↓↓↓

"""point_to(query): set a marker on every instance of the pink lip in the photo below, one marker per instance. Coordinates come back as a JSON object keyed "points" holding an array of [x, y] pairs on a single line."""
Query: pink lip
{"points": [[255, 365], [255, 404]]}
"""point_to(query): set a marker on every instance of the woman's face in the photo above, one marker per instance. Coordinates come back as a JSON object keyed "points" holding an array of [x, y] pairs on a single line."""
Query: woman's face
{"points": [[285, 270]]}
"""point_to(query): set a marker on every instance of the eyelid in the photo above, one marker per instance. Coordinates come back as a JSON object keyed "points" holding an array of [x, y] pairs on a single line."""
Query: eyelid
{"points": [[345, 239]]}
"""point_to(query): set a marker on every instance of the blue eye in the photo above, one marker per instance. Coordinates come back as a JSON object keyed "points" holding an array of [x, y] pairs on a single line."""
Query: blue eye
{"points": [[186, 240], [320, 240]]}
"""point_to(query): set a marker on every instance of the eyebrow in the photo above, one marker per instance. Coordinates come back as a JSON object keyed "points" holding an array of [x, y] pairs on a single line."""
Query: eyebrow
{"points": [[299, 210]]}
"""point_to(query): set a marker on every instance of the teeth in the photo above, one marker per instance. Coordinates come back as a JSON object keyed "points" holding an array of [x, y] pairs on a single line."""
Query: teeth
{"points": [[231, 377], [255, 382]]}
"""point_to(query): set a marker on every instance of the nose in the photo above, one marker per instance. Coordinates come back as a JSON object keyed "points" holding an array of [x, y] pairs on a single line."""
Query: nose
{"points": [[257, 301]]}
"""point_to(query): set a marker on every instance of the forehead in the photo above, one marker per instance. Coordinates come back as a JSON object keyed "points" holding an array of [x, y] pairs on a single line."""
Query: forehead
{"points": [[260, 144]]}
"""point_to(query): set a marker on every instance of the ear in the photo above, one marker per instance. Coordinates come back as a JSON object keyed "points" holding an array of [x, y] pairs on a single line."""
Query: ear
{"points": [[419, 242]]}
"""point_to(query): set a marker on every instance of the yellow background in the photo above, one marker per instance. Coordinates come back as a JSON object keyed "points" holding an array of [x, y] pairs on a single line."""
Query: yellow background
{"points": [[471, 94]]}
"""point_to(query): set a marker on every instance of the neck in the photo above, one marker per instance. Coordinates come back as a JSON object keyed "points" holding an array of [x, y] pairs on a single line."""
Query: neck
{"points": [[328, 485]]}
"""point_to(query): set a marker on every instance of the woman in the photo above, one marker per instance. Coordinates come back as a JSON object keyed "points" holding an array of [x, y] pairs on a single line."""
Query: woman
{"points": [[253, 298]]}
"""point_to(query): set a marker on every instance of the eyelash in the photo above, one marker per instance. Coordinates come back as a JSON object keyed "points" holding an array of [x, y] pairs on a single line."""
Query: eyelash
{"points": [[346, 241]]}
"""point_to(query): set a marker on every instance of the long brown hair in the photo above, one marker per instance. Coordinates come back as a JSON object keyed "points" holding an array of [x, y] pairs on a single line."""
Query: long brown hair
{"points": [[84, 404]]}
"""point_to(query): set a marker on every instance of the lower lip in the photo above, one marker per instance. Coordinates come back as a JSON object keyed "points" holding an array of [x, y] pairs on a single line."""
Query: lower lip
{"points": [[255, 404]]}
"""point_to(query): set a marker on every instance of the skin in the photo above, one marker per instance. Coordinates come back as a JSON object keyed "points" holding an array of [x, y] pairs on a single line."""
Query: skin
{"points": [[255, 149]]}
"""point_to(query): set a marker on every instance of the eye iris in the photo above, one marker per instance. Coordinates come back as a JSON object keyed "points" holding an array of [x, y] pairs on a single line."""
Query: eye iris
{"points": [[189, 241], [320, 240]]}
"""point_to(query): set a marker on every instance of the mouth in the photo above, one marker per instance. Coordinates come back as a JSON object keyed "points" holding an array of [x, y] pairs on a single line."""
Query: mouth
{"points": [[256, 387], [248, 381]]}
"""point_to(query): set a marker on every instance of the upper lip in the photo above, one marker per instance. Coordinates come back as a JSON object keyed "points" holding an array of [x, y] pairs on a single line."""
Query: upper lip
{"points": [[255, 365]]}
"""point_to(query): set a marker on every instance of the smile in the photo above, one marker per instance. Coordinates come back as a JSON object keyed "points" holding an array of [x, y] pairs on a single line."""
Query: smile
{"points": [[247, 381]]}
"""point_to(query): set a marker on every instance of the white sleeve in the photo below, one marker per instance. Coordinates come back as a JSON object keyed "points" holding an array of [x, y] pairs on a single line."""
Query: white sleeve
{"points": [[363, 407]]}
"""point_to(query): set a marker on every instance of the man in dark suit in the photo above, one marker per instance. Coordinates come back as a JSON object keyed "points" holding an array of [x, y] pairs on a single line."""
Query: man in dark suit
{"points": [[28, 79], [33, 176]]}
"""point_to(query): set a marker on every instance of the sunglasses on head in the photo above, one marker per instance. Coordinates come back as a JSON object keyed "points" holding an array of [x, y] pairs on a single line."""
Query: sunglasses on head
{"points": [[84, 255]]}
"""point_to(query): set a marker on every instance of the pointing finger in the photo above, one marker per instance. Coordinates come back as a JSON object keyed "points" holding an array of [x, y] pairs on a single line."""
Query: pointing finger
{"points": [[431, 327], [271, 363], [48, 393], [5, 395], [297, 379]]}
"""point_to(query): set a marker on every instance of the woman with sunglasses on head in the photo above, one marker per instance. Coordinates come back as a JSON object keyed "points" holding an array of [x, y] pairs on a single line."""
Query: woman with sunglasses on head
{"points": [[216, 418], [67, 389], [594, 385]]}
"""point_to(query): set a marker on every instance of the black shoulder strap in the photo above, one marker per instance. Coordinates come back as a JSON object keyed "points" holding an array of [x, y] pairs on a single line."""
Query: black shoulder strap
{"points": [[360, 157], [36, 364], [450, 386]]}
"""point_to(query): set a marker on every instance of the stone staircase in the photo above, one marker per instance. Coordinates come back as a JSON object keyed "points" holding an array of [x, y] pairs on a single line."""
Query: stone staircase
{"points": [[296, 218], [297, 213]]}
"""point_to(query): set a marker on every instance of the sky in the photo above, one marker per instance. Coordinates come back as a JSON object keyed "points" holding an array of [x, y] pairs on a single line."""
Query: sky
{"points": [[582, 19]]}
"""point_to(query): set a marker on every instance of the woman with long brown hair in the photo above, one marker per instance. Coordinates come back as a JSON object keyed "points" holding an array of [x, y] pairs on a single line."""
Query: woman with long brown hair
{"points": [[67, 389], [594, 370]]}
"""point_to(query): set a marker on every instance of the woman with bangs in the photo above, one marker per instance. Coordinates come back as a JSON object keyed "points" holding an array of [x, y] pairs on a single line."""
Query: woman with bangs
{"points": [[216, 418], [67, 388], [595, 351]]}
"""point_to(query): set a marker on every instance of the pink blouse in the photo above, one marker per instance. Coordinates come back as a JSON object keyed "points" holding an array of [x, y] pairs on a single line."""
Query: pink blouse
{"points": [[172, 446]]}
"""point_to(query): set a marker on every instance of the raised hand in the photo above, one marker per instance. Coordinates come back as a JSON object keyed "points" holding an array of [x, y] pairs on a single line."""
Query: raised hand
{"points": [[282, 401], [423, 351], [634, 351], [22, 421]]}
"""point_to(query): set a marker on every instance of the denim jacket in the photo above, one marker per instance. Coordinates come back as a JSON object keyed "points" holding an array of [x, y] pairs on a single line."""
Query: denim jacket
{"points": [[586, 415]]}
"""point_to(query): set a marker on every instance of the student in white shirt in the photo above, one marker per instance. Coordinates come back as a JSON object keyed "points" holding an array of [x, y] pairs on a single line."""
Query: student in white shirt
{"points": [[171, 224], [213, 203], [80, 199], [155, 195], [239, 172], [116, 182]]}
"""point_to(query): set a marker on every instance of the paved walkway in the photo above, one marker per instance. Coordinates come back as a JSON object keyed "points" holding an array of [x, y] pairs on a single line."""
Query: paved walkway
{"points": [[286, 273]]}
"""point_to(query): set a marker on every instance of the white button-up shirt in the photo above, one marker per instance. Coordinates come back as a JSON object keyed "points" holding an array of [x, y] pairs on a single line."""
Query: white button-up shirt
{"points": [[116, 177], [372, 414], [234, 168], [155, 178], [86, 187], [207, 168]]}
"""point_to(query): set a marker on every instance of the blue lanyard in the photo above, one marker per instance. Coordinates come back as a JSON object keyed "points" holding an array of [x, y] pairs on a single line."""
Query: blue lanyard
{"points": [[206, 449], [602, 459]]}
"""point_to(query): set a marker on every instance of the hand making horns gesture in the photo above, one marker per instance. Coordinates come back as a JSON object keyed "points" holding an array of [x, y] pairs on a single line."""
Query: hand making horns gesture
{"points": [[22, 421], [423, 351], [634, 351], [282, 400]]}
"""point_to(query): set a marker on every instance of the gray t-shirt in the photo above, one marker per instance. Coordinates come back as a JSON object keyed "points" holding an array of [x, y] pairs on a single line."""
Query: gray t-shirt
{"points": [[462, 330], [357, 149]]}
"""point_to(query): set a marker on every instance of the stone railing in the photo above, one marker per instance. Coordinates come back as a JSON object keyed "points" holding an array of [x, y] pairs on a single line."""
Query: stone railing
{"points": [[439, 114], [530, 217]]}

↑↑↑

▸ Work to be completed: Scan the entries above and show each line that contains the word "below".

▸ Result:
"""point_to(query): set a marker on every instance of the pink lip in the photo below, one marker per instance. Coordinates come back as a JSON object keyed "points" holding an array of [x, y] pairs on a single line."""
"""point_to(query): set a marker on every instance of the white sleeve in the photo below, one marker per instance. Coordinates come back as a JSON object keyed "points" holding an array of [x, y] pairs on a single line."""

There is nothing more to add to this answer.